◆ **SELECTED PASSAGE**:
--- BEGIN ---
Getting rooted sucks.  But ultimately the full responsiblity rests with the 
person doing the actual attack.

On Wednesday 22 October 2003 10:13 am, Florin Iucha wrote:
> On Wed, Oct 22, 2003 at 07:57:22AM -0500, Sam MacDonald wrote:
> > The problem IS the rootkit, it enables a crime to be committed. Rootkit
> > has NO legitimate reason to exist, it exists to cause damage to a
>
> I bet $10 that a chicken has the same opinion about your knife.

Almost any tool can be used for evil intent.

Once knives are banned by the chickens they'd have to ban axes.  But even then 
the farmer can just catch the chicken and snap its neck.  Banning tools does 
nothing to actually prevent a person from carrying out intent.

It could also be argued (big strech here, but hang with me) that knives and 
root kits are more efficient for both parties.

In the root kit case, because script kiddies don't roll their own they use a 
"standard" root kit.  That makes detection easier for the white hats.  And it 
gives the white hats a better target for defense as well.  In other words, 
even though the barrier to entry is lowered so is barrier to defense.

We can complain endlessly (and I do, just ask my RL friends) about how many 
people like to "grief".  I'd dare say that almost everyone on this list at 
least teased their little sister to hard a few times, or burned a spider with 
a magnifing glass, or whatever.  Its human nature.  People can disagree on 
the "whys", but this isn't the proper place that discussion.
--- END ---
◆ **DATA ENTRIES**:
--- BEGIN ---
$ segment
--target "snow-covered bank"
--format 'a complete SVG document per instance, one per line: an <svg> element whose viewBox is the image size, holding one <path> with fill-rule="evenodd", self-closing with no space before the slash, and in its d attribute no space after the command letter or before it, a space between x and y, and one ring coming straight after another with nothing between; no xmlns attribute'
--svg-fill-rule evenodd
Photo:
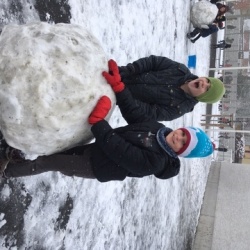
<svg viewBox="0 0 250 250"><path fill-rule="evenodd" d="M19 2L27 5L25 0ZM186 39L193 28L193 2L70 0L69 4L71 22L91 30L118 64L150 54L187 63L188 55L195 54L194 73L204 76L210 40L191 44ZM192 113L166 124L199 126L205 108L198 104ZM111 124L124 124L118 109ZM190 249L210 161L182 160L180 175L167 181L147 177L100 184L47 173L1 182L0 245L46 250Z"/></svg>

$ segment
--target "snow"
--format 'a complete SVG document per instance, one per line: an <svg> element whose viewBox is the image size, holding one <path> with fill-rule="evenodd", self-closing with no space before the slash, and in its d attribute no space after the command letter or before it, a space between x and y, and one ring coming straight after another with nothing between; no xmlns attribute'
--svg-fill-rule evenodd
<svg viewBox="0 0 250 250"><path fill-rule="evenodd" d="M80 25L6 25L0 36L0 124L8 144L35 159L89 142L87 118L98 99L109 96L115 106L101 74L107 62L97 39Z"/></svg>
<svg viewBox="0 0 250 250"><path fill-rule="evenodd" d="M218 8L208 1L199 1L192 6L191 22L194 27L202 28L203 25L213 23L217 16Z"/></svg>
<svg viewBox="0 0 250 250"><path fill-rule="evenodd" d="M32 6L32 1L19 2L25 10ZM90 30L107 57L119 65L151 54L182 63L196 55L193 72L206 76L210 39L192 44L186 38L192 29L193 2L70 0L69 4L71 23ZM0 3L5 14L8 3ZM24 15L22 20L34 21L36 16ZM21 22L5 15L4 22L8 21ZM192 113L165 124L200 127L205 112L206 105L199 103ZM110 124L126 124L117 107ZM180 174L166 181L150 176L102 184L60 173L2 180L1 249L191 249L210 163L211 157L181 159Z"/></svg>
--- END ---
◆ **SHORT TASK**: In the post about rootkits, name every tool or device it mentions, in the order each first appears.

◆ **EXPECTED ANSWER**: rootkit, knife, axes, magnifying glass